** Information supplied follows **

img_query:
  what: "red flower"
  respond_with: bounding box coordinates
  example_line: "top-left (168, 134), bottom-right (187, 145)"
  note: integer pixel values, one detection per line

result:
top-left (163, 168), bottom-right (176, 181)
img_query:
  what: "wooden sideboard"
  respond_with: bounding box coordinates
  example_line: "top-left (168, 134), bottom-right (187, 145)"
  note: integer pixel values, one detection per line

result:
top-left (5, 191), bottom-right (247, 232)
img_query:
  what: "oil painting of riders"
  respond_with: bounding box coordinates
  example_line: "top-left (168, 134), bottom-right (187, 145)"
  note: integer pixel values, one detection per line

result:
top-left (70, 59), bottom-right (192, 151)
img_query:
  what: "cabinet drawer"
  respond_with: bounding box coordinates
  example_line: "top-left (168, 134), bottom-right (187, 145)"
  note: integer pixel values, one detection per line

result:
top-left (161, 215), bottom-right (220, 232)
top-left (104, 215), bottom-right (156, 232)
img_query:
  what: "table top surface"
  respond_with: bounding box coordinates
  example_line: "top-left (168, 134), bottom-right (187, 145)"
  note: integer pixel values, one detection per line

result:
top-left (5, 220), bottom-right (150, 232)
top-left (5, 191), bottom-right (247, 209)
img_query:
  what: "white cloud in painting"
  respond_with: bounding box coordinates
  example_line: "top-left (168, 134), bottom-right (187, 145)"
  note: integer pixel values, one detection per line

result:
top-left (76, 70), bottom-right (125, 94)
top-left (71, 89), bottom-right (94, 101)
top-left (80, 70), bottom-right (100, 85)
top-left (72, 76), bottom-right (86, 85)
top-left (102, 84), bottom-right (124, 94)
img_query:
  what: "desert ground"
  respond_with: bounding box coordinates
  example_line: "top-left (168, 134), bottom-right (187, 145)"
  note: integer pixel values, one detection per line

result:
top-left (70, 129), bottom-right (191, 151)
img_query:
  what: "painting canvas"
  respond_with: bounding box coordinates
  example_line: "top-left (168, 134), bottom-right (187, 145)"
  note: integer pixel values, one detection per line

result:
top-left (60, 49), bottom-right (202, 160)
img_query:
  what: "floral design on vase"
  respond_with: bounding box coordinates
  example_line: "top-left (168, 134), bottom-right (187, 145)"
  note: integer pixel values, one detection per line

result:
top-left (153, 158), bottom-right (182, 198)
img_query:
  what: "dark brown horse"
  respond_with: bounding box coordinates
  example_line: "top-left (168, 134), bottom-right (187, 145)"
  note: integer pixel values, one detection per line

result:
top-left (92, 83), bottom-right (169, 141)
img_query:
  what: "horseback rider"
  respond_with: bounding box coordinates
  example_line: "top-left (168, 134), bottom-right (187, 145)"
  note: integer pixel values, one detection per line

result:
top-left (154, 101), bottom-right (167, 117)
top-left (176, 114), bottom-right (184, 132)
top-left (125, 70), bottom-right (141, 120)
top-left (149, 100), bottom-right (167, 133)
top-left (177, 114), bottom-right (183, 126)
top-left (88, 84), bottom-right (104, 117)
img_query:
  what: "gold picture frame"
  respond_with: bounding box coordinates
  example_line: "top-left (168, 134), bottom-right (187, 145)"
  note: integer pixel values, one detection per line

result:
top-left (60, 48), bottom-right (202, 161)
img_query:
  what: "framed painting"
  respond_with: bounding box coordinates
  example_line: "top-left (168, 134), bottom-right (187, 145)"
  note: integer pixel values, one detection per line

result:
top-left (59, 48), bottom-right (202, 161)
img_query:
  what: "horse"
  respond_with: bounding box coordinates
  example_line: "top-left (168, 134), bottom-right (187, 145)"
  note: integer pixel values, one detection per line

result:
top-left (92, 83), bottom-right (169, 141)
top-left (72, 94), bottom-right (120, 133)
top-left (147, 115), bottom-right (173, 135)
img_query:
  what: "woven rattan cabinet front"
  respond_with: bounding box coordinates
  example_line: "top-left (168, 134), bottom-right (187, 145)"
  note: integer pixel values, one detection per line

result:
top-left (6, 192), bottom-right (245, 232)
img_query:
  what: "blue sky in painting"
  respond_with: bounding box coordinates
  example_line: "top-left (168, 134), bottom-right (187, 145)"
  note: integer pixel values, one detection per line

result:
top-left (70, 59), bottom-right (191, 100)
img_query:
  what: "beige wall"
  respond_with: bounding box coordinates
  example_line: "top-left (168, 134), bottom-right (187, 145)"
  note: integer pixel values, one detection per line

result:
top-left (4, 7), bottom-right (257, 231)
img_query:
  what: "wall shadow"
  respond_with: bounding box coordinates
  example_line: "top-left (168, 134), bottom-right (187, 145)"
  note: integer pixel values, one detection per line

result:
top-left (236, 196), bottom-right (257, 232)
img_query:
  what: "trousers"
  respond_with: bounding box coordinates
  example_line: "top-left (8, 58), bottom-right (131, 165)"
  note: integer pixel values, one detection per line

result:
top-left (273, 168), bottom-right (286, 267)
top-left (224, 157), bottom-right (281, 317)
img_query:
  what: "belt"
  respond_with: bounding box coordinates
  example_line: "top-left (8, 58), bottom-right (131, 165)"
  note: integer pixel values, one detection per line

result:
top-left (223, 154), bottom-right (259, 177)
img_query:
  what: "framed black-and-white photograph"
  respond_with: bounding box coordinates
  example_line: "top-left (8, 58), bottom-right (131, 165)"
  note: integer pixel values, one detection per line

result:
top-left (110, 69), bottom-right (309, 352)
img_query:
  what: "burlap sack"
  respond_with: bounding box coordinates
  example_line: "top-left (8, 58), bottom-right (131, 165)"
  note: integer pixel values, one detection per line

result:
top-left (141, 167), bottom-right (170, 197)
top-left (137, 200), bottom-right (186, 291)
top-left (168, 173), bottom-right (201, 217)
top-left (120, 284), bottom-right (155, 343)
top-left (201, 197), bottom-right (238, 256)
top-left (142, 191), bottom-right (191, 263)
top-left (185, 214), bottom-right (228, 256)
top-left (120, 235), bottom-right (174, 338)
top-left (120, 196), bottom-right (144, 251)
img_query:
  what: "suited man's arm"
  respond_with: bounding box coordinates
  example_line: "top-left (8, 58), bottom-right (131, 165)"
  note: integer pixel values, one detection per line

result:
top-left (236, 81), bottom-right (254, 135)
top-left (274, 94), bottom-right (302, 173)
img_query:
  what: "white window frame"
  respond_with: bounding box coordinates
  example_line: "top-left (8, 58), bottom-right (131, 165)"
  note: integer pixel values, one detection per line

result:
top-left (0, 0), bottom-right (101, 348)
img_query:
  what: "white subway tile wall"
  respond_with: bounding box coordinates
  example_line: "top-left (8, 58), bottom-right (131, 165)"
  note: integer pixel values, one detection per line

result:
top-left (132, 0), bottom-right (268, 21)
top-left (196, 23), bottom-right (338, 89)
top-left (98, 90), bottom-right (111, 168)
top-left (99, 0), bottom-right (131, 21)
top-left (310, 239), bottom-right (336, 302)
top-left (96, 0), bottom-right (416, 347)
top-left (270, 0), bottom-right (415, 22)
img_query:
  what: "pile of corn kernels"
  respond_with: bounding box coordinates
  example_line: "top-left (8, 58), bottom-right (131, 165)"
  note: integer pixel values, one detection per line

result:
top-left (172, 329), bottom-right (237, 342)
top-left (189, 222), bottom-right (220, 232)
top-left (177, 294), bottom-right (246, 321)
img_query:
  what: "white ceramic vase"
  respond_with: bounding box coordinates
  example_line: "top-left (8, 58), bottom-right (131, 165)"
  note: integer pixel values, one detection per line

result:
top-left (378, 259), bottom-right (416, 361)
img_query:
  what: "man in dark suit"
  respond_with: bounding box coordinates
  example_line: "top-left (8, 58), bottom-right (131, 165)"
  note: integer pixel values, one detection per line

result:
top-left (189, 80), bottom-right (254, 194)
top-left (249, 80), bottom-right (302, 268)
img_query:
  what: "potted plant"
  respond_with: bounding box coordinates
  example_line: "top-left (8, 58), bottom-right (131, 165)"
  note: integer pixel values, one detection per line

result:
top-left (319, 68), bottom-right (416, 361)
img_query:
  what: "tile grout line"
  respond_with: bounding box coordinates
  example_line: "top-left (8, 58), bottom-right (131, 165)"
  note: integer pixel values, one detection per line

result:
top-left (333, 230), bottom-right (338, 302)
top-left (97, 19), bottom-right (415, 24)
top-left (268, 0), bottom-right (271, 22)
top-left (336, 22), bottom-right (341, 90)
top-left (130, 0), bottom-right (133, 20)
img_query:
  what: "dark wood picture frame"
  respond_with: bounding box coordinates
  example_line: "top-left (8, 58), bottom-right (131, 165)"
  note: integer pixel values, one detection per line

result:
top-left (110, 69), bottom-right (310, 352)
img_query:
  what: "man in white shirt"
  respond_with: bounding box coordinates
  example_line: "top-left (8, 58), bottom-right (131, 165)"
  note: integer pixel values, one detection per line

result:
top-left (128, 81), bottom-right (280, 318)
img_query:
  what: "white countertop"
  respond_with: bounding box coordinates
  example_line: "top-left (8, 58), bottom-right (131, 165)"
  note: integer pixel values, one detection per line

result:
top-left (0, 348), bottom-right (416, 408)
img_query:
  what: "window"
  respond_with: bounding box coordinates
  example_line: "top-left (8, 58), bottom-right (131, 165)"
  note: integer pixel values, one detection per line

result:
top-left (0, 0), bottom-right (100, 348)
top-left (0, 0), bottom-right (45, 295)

** End of Information supplied **

# Action item
For each line in the entries that contains the string "picture", make a copy.

# Answer to this task
  what: "gold picture frame"
  what: "dark wood picture frame"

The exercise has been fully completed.